● **Verilen metin**
27 Ağustos 2009 Perşembe

Açılış ve kapanış



Hasan Bildirici
bildiricihasan@hotmail.com

”Kürtler ve Türkler, temeli yanlış atılmış bir ilişkinin tarihsel kurbanlarıdırlar. Kürtler köle, Türkler efendi olarak kurbandır. Köleyi köle olarak tutmak için, efendinin sürekli gerilim ve zincire ihtiyacı vardır. Bu zincir de ülkenin topuna atılmış bir zincirdir…”


Açılım üzerine çok yazı yazdım. Köşede duran birkaç yazının başlığı şöyle: “Açılım Hallerimiz”, “Çözüm Yalanları”, “Temsil”...

Bütün yazılarımda; Türk devletinin Kürt sorununu çözemeyeceğini, çözmeye yatkın bir yapısının olmadığını, Kürt sorunun çözüldüğü yerde devletin eski devlet olarak yerinde kalamayacağını belirtmişim.

Buna rağmen hükümetlerin Kürt sorununda ara sıra açılıp saçılmaya niyetlenmelerinin de bir çaresizlik, aynı zamanda oyalama taktikli zaman kazanma olduğunu defalarca yazdım.

Kürt halkının her türden olanaklarını kullanan siyasetçileri ise, sürecin olumlu olduğunu, susmayı beceremiyorsak olumlu şeyler yazmamız gerektiğini söylediler.

● **Alıştırma amacı**
Kürt sorunu ve açılım üzerine yazıyı son cümlesinden sonra devam ettirin.

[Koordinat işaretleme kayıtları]

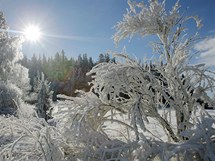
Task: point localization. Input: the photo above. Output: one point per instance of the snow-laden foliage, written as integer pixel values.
(14, 80)
(133, 111)
(29, 139)
(114, 120)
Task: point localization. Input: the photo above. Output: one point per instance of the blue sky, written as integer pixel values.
(86, 26)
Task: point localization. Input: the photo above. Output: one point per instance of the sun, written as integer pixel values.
(32, 33)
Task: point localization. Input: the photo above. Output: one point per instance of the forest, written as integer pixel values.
(116, 108)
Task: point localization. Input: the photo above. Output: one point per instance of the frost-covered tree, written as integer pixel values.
(43, 108)
(10, 69)
(114, 121)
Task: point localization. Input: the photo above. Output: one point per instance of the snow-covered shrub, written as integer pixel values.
(140, 111)
(29, 139)
(9, 98)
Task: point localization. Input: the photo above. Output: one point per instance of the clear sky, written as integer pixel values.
(86, 26)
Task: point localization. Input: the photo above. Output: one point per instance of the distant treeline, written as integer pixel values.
(64, 74)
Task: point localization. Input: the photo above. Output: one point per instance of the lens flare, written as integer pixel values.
(32, 33)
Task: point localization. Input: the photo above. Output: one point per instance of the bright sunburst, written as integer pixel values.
(32, 33)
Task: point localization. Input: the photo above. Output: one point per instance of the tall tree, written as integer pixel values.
(13, 76)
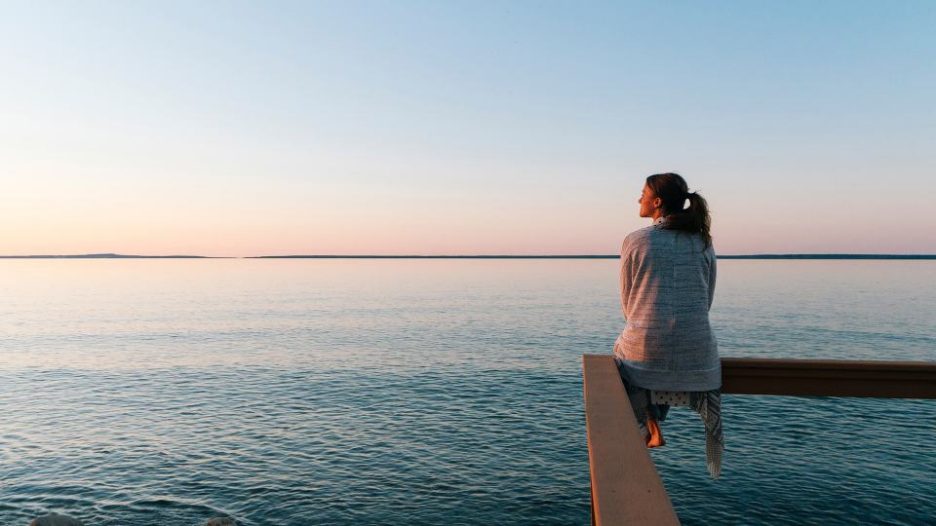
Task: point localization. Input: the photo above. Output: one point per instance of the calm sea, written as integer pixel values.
(293, 392)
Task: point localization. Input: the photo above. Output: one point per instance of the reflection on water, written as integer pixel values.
(439, 391)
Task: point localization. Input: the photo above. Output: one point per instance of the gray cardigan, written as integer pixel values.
(667, 286)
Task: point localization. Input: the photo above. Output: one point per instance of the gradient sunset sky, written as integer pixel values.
(249, 128)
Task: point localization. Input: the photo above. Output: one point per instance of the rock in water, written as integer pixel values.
(54, 519)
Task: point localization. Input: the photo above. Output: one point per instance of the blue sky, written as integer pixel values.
(240, 128)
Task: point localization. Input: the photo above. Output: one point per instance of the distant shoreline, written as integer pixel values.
(492, 256)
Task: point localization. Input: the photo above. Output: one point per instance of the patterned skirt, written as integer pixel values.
(651, 407)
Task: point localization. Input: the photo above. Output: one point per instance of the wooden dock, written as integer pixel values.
(626, 488)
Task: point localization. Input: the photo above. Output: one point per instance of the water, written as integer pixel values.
(429, 392)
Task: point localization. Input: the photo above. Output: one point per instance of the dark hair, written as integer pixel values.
(673, 191)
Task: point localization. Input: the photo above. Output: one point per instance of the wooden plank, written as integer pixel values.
(626, 488)
(879, 379)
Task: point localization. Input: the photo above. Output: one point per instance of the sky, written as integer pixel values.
(268, 128)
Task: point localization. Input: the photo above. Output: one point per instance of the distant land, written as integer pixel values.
(490, 256)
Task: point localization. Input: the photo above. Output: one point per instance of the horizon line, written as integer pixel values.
(469, 256)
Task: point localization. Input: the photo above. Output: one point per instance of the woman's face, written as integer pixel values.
(649, 203)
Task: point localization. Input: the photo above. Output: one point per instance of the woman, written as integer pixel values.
(667, 354)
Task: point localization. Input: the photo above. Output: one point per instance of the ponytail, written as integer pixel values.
(673, 191)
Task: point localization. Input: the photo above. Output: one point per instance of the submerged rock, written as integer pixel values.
(54, 519)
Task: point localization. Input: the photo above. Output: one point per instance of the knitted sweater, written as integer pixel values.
(667, 287)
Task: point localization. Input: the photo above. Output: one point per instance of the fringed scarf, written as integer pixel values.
(652, 406)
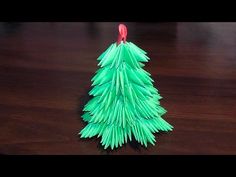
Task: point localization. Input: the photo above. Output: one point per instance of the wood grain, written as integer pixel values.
(45, 72)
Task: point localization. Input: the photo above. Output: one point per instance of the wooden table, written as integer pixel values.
(45, 72)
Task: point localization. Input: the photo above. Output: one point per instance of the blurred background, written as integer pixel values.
(45, 72)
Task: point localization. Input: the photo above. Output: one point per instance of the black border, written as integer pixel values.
(120, 11)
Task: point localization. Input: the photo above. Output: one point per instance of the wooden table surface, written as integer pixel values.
(45, 72)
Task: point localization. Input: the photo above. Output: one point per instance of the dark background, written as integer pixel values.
(45, 72)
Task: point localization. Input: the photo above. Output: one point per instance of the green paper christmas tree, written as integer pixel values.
(125, 103)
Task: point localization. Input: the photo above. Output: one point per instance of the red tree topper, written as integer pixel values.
(122, 33)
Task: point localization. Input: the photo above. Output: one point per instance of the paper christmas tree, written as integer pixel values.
(125, 103)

● **Aşağıdaki yanıt**
Neyse, süreç istedikleri gibi gitmediği zaman da bu kez Türk devletine yönelik alıngan açıklamalar yapıyorlar:

“Bizi kandırmakla ayıp ediyorsunuz! Gerçekten bu kez inanmak istemiştik.”

Epeyi zamandır Türk televizyon kanallarınız izlemiyorum. Televizyonlardaki danışıklı Kürtlerle-Türkler arasındaki bıktırıcı tartışmaları kaldırabileceğimi sanmıyorum. İnternette dört adet Türk gazetesine yirmi dakika göz attınız mı, gündem ve Türkiye’nin ruh hali hemencecik önünüze açılıyor. Türkiye’nin Kürt sorununa yaklaşımı, 500 bölümlük pembe Brezilya dizilerini andırıyor. Baştan, ortadan ve sonlardan birer bölüm izlediniz mi, tümden konunun hakimi oluyorsunuz zaten. Hiçbir bölümü kaçırmayanlar genellikle ev hanımlardır. Sabah on sıralarında dizi başladığında evin hanımı bulaşığı yarıda bırakır ve televizyon karşısına çöker. Bölüm bittiğinde ise, pencereden karşı apartmandaki can ciğer komşusuna seslenir:

“İzledin mi?”

“Ayol kaçırır mıyım!”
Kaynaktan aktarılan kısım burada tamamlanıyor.